→ Problem requirements
Copy every record exactly, and keep the pictures out.
##### Given records
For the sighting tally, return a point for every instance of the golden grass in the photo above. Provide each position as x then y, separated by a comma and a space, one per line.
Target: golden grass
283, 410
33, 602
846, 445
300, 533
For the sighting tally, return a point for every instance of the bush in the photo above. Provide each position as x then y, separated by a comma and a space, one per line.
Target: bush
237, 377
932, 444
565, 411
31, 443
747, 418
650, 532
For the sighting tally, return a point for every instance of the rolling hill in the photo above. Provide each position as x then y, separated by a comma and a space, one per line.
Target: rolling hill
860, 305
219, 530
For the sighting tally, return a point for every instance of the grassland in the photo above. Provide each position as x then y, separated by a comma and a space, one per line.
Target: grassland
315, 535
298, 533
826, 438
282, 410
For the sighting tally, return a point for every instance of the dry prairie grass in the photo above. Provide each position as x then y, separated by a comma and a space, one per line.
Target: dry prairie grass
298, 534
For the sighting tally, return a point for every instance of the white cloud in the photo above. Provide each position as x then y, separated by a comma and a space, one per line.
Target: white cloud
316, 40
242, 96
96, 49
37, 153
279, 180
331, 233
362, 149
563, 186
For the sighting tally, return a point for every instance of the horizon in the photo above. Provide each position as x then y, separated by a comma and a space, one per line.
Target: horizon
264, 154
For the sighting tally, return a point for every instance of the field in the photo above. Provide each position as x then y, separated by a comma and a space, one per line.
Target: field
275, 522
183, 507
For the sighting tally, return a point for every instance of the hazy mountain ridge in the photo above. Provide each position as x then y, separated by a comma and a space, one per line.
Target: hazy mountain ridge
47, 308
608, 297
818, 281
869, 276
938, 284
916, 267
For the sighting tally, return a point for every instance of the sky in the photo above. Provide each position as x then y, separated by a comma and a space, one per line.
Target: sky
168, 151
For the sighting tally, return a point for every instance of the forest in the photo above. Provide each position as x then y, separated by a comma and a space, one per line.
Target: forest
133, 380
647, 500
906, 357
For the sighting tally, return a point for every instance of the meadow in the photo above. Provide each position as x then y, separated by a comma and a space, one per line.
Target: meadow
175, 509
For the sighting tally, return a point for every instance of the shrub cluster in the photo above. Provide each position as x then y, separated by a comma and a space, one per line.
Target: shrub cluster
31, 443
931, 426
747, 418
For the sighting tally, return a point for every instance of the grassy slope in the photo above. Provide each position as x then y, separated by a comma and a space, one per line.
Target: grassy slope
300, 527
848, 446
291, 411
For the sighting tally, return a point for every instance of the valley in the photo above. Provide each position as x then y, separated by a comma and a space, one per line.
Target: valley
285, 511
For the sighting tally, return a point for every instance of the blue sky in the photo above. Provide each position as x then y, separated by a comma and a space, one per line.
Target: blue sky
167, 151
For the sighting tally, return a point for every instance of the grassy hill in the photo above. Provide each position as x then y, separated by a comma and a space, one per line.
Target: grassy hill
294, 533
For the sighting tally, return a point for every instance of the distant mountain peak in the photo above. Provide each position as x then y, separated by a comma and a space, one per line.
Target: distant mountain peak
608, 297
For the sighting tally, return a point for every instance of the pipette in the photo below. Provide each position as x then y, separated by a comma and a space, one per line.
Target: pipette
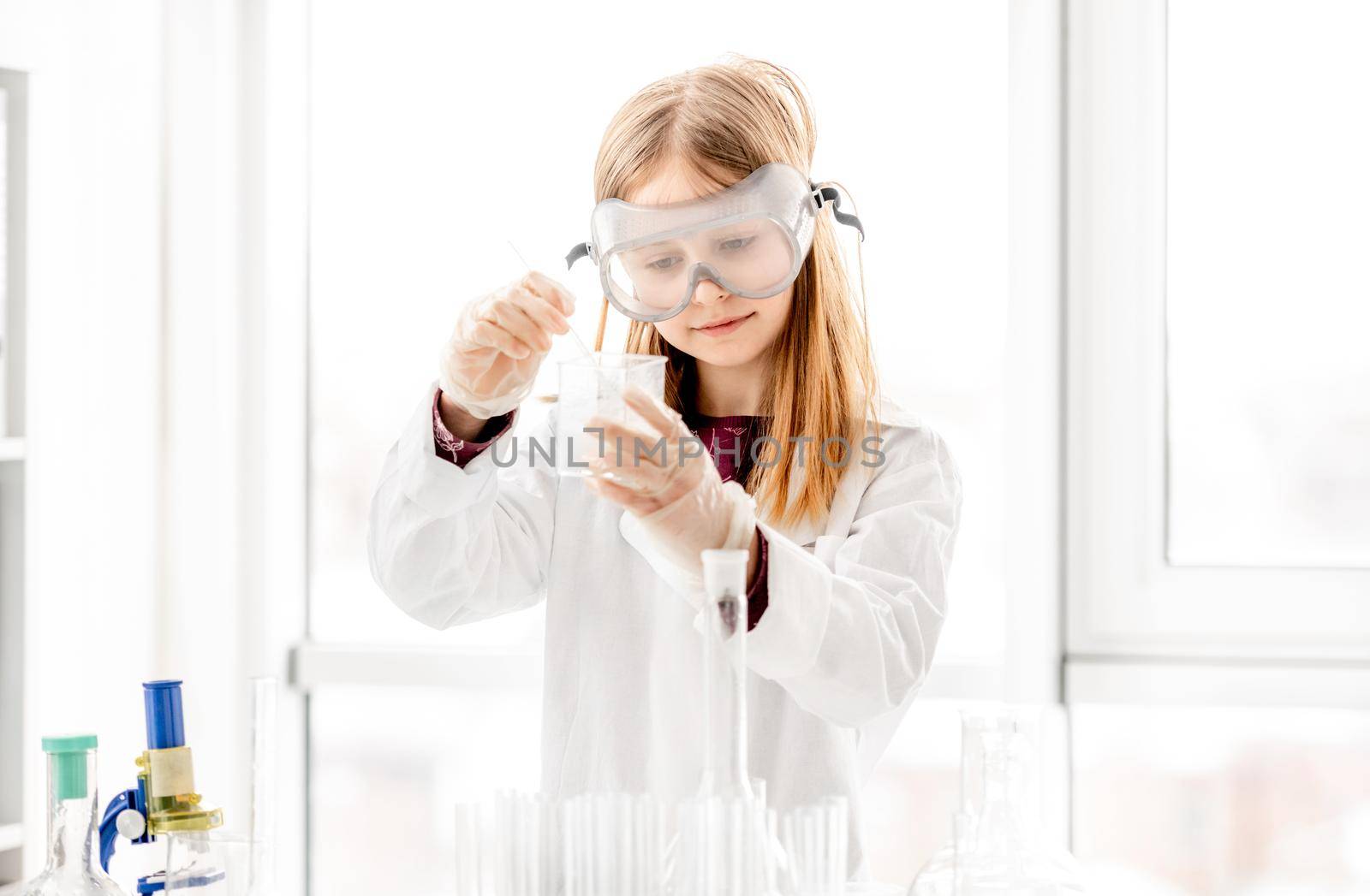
575, 335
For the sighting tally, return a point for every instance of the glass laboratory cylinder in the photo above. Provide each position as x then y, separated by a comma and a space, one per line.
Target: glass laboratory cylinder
72, 821
997, 848
593, 387
936, 877
725, 674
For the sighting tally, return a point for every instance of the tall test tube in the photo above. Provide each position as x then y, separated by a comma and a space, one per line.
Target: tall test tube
725, 674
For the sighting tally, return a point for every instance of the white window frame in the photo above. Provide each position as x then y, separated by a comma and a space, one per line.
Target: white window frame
1031, 669
1128, 608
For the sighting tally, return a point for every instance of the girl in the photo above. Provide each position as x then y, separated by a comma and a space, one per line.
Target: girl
769, 365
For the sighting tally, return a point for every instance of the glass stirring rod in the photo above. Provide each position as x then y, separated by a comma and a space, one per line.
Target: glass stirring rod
575, 335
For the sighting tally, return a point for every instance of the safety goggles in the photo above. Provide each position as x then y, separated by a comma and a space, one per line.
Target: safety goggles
751, 239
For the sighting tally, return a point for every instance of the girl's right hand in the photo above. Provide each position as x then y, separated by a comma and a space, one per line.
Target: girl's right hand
488, 365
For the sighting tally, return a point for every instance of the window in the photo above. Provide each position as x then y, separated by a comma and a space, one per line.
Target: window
1218, 644
1218, 401
1223, 800
429, 148
1266, 285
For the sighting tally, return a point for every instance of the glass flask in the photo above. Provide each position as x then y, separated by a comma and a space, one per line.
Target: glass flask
72, 822
995, 847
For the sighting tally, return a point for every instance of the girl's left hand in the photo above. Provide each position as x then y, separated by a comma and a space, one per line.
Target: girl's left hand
664, 476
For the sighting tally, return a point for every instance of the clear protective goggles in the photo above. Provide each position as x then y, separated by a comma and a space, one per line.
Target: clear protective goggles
751, 239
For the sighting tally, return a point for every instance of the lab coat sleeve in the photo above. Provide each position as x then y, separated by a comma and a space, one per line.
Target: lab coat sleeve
849, 629
458, 544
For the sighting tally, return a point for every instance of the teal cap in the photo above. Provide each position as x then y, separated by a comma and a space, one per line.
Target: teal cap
68, 763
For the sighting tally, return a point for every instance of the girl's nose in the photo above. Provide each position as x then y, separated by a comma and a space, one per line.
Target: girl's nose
707, 292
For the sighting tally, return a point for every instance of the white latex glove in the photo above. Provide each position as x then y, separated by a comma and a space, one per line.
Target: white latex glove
491, 360
682, 501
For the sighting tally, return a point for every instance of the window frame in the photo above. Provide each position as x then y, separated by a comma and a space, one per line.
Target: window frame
1125, 601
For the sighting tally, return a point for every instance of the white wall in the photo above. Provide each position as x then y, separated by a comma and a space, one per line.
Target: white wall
150, 378
93, 243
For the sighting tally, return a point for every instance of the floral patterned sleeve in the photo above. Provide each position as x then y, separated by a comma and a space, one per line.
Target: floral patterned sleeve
757, 595
462, 451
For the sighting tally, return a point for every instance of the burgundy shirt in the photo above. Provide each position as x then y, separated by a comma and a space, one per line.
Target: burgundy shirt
728, 439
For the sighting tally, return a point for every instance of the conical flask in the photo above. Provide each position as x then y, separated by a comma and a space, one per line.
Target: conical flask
72, 822
995, 847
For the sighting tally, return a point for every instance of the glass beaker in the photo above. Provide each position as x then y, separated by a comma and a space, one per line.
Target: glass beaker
210, 863
72, 822
593, 387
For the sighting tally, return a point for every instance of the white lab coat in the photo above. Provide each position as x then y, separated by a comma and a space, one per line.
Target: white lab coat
855, 606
##########
→ Complete output
For the sighting tally, return a point for every instance of the golden grass in the photo above. Provide each position as x then y, separated by a comma and a space, one per line.
Target: golden grass
283, 410
33, 602
846, 445
300, 533
For the sighting tally, return a point for every instance of the bush in the photo above. Provide each position as x then y, separated by a comma and a space, one per line.
Target: bush
237, 377
932, 444
565, 411
31, 443
747, 418
650, 532
For the sighting tally, return a point for every instance of the rolling hill in the photo above. Provide each position as x then y, separated by a comma and a space, one per line.
Target: rolling hill
860, 305
219, 530
For the sighting tally, return a point for every instance of the grassland in the photo above. Provide each position as x then y, separated by a comma and a space, one per line.
Target: grassland
315, 535
298, 533
826, 438
282, 410
For the sighting tally, return a point for every instance of the dry prairie grass in the photo above. Provide each position as x then y, separated by a comma and a space, one per line.
Target: dry prairie grass
298, 534
For the sighting tally, return a point for every instance of the white cloud in the photo above. Provide each position as x then y, separated by a comma and a space, one per line.
Target: white cloud
316, 40
242, 96
96, 49
37, 153
279, 180
331, 233
362, 149
563, 186
For the sighting tally, return a point for every instance of the horizon in the photo above. Provide each position as x then y, separated by a comma and a space, one per line.
Target: horizon
264, 154
For the sighting tally, return a point for every instance of the field in the photo above. Provide each position as x then y, separated by a comma and a space, one per line.
Target: field
275, 522
183, 507
For the sighting tally, return a point for every instance of the hazy mountain ridge in the photo above. Provide each position as x then y, separated by a comma and a space, one per line.
Target: hazy mountain ridge
47, 308
608, 297
818, 281
869, 276
938, 284
916, 267
For the sighting tally, return a point for every instance of the sky in the photo above. Provide each position as x then y, separated by a comma and a space, one per line.
Target: sky
168, 151
For the sighting tally, return a point for every instance of the forest in the photo above. Provide each position as x then y, separated by a comma and a space, one per line.
Target: forest
133, 380
647, 500
906, 357
For the sighting tally, return a point for every instance of the meadow in the photo above. Provide each position as x then y, separated by a comma and a space, one per line.
Target: meadow
175, 509
For the sighting tally, return a point for every instance of the shrub cluster in the photo above. Provide each position as x then y, separated by a comma and a space, one per line.
Target: shrub cluster
31, 443
931, 426
747, 418
For the sighting tally, return a point for every instance of the grassy slope in the photo above. Provide each position as x then y, separated by a comma and a space, one per line.
Target: grassy slope
300, 527
848, 446
291, 411
For the sighting tally, return a point for every instance of the valley in the photo above. Provide each position as x then y, separated by a comma and a space, one per line.
Target: valley
285, 511
For the sighting tally, return a point for every instance of the blue sky in the photo above. Provide each position as x then y, separated by a comma and a space, one per line.
Target: blue sky
167, 151
For the sighting tally, return a point for every instance of the grassy hill in the photo above. Provide each position as x then y, separated by a comma and a space, one per line.
Target: grassy hill
294, 533
For the sighting tally, return a point for every instance of the distant mountain peak in the photo above. Provide each position as x then y, separated by a comma and a space, one per line.
Target: distant mountain peak
608, 297
For the sighting tally, return a point for every instance of the pipette in the photo below. Provide each position as x then y, separated by a comma and a space, one per line.
Target: pipette
575, 335
For the sighting tally, return a point for every instance of the glass laboratory cylinder in the photo above. Provide each position as x then y, separated by a comma and a space, one per line.
Target: glass laboratory cylinder
72, 821
997, 848
593, 387
936, 877
725, 674
For the sighting tally, return a point for every instance of the tall test tube in the photo above. Provide each position as x then y, separated by a comma and a space, one per line.
Target: tall test tube
725, 674
For the sighting tally, return a point for every instance of the white window frame in the photo above. Provide each position as x then y, separated by a comma and a space, one per line.
Target: white window frame
1031, 669
1128, 608
For the sighting tally, return a point for every instance of the girl in the photo above. Provide each position as x then y, separated by a comma and a space, one per line.
Target: girl
769, 365
For the sighting tally, return a point for every instance of the glass stirring rod in the photo above. Provide each position as x then y, separated by a comma and a space, one per line.
Target: glass stirring rod
575, 335
For the sighting tally, return a point for every instance of the safety goggles in the photo above. Provide each position as x then y, separated by a comma and a space, one per line.
Target: safety goggles
751, 239
For the sighting tally, return a point for every instance of the girl's right hand in the photo above. Provide each position as x then y, separated by a comma and a space, one per line.
Target: girl's right hand
488, 365
For the sighting tally, return a point for every instance of the window in the photo above. Provide each position as x then y, separated by a comma and a space, one per line.
Target: window
1218, 644
1218, 401
1223, 800
429, 148
1266, 285
For the sighting tally, return a point for every instance of the glass flask in the photo above. Provide each position as x then y, separated by a comma and a space, one per line.
Target: glass flask
72, 822
995, 847
For the sighting tally, return a point for every instance of the girl's left hand in the photo above. Provide each position as x then y, separated by a comma and a space, one per line.
Target: girl's left hand
664, 476
For the sighting tally, return a point for every instance of the clear protective goggles in the photo above. Provide each position as x then y, separated by a comma and a space, one per line.
Target: clear protective goggles
751, 239
For the sighting tally, return a point for every instance of the lab coat sleeve in the photo above. Provide each position as x then y, separated by a comma and a space, one per line.
Target: lab coat sleeve
849, 629
458, 544
For the sighting tally, return a point for every instance of the teal cap in the photo above. Provide each position as x then y, separated by a comma and a space, one per line.
Target: teal cap
68, 763
For the sighting tally, return a point for every instance of the girl's nose in the photo above. Provide each position as x then y, separated by a comma and a space, one per line.
Target: girl's nose
707, 292
For the sighting tally, return a point for every instance of the white latex glove in the photo above. Provide each position as x then y, separated by a comma and a space, one per line.
Target: white latex glove
491, 360
682, 501
For the sighting tally, return a point for every instance of the window frame in the photo above. Provide each position as x then y, separated by a comma and a space, one per line.
Target: window frame
1125, 601
For the sighting tally, return a point for every instance of the white wall in the photo above. Provide each position as x then y, separated by a comma and a space, one per line.
Target: white wall
150, 378
93, 243
For the sighting tally, return a point for every instance of the floral patterned sleeve in the photo above. Provide each position as x then y, separated by a comma and a space, one per line.
Target: floral patterned sleeve
757, 595
462, 451
For the sighting tally, return a point for every instance of the burgundy shirt in the photo above. Provide each position as x then y, separated by a comma and a space, one per line.
Target: burgundy shirt
728, 439
For the sighting tally, return a point for every instance of the conical flask in the photo above. Provide each position as x then y, separated by a comma and a space, one per line.
Target: conical flask
72, 822
995, 847
For the sighting tally, return a point for every instance of the glass beaker in the photo above. Provide each position as x then y, separated by a comma and a space, one per line.
Target: glass beaker
210, 863
72, 822
593, 387
For the sighting tally, return a point for every instance of the white lab coat in the photo above. Provide each position as x then y, separated by a comma and a space, one per line.
Target: white lab coat
855, 606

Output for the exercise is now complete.